◆ Task inputs
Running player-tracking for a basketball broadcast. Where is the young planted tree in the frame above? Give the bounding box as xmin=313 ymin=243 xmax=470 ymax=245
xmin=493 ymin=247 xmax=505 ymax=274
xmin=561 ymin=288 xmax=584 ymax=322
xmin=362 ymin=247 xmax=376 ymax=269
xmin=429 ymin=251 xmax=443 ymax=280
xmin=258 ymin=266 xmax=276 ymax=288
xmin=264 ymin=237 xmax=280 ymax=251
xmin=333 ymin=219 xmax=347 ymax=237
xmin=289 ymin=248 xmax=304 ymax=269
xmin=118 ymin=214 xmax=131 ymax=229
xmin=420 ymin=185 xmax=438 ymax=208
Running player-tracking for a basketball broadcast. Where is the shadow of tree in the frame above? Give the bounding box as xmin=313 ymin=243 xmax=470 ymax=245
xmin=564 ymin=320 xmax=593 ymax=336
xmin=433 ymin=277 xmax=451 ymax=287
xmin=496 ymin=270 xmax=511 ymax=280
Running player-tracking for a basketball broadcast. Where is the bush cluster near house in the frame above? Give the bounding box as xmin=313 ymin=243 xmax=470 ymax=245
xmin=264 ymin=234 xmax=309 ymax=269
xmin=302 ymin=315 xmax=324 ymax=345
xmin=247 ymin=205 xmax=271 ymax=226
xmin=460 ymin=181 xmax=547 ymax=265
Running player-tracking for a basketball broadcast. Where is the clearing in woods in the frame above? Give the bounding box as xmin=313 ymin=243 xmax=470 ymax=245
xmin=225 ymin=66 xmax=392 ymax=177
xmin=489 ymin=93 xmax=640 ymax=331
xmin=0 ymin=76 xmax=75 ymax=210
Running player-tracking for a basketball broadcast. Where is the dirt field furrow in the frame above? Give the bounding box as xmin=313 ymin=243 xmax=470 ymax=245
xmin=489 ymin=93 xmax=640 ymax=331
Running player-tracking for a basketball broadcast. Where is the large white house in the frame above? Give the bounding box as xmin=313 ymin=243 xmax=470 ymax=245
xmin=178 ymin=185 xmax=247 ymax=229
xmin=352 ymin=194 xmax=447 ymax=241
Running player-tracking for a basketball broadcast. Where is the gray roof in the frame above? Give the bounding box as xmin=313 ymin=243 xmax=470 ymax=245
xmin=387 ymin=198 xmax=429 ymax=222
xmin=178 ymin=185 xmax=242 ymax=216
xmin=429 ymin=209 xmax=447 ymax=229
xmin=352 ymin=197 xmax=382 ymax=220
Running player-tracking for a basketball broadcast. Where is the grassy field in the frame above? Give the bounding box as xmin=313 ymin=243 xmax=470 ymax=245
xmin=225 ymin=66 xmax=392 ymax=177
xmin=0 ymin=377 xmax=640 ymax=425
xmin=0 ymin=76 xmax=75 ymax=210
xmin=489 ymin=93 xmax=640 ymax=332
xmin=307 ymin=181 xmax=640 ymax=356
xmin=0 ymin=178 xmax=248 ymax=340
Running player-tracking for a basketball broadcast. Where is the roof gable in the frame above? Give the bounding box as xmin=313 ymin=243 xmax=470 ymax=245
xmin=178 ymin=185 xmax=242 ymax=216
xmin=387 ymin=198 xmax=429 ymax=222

◆ What is needed
Turn the lines above into a JSON list of strings, with one string for each line and any blank lines left out.

◆ Exercise result
[
  "Running player-tracking for a basketball broadcast. Where is the young planted tree in the frame above? Give the bounding box as xmin=313 ymin=243 xmax=470 ymax=245",
  "xmin=493 ymin=247 xmax=505 ymax=274",
  "xmin=561 ymin=288 xmax=584 ymax=322",
  "xmin=362 ymin=247 xmax=376 ymax=269",
  "xmin=429 ymin=251 xmax=443 ymax=280",
  "xmin=258 ymin=266 xmax=276 ymax=288",
  "xmin=264 ymin=237 xmax=280 ymax=251",
  "xmin=333 ymin=219 xmax=347 ymax=237",
  "xmin=289 ymin=248 xmax=304 ymax=269",
  "xmin=118 ymin=214 xmax=131 ymax=229",
  "xmin=420 ymin=185 xmax=438 ymax=208",
  "Running player-tracking for a basketball broadcast. Where is the shadow of tree in the frame above? Give the bounding box as xmin=313 ymin=243 xmax=470 ymax=245",
  "xmin=564 ymin=320 xmax=593 ymax=336",
  "xmin=433 ymin=277 xmax=451 ymax=287",
  "xmin=496 ymin=270 xmax=511 ymax=280",
  "Running player-tracking for a basketball broadcast. Where is the bush cluster near house in the frame above? Give the bounding box as xmin=313 ymin=243 xmax=470 ymax=245",
  "xmin=264 ymin=234 xmax=309 ymax=269",
  "xmin=302 ymin=315 xmax=324 ymax=345",
  "xmin=247 ymin=205 xmax=271 ymax=226",
  "xmin=460 ymin=181 xmax=547 ymax=265",
  "Running player-tracking for a basketball broadcast. Where is the clearing in woods in the frame above? Give the bounding box as xmin=313 ymin=243 xmax=470 ymax=245",
  "xmin=225 ymin=66 xmax=392 ymax=177",
  "xmin=489 ymin=93 xmax=640 ymax=331",
  "xmin=0 ymin=76 xmax=75 ymax=210",
  "Running player-tracking for a basketball broadcast. Where is the dirt field furrow in the frame above? Give the bounding box as xmin=313 ymin=243 xmax=470 ymax=245",
  "xmin=489 ymin=93 xmax=640 ymax=331",
  "Running player-tracking for a basketball broadcast. Where is the large white house in the frame above? Give the bounding box as xmin=313 ymin=243 xmax=470 ymax=245",
  "xmin=178 ymin=185 xmax=247 ymax=229",
  "xmin=352 ymin=194 xmax=447 ymax=241",
  "Running player-tracking for a basketball broadcast. Where is the gray roof in the frame above? Give the bounding box as xmin=313 ymin=243 xmax=470 ymax=245",
  "xmin=387 ymin=198 xmax=429 ymax=222",
  "xmin=178 ymin=185 xmax=242 ymax=216",
  "xmin=429 ymin=209 xmax=447 ymax=229",
  "xmin=352 ymin=197 xmax=382 ymax=220",
  "Running player-tracking for a basketball broadcast. Where is the grassy field in the frame above? Give the bounding box as xmin=313 ymin=243 xmax=470 ymax=245",
  "xmin=225 ymin=66 xmax=392 ymax=177",
  "xmin=0 ymin=377 xmax=640 ymax=425",
  "xmin=0 ymin=76 xmax=75 ymax=210",
  "xmin=489 ymin=93 xmax=640 ymax=332",
  "xmin=307 ymin=181 xmax=640 ymax=356",
  "xmin=0 ymin=178 xmax=248 ymax=340",
  "Running player-tracking for a basketball broadcast. Where is the roof gable in the frame above? Give the bounding box as xmin=313 ymin=243 xmax=470 ymax=245",
  "xmin=178 ymin=185 xmax=242 ymax=216",
  "xmin=387 ymin=198 xmax=429 ymax=222"
]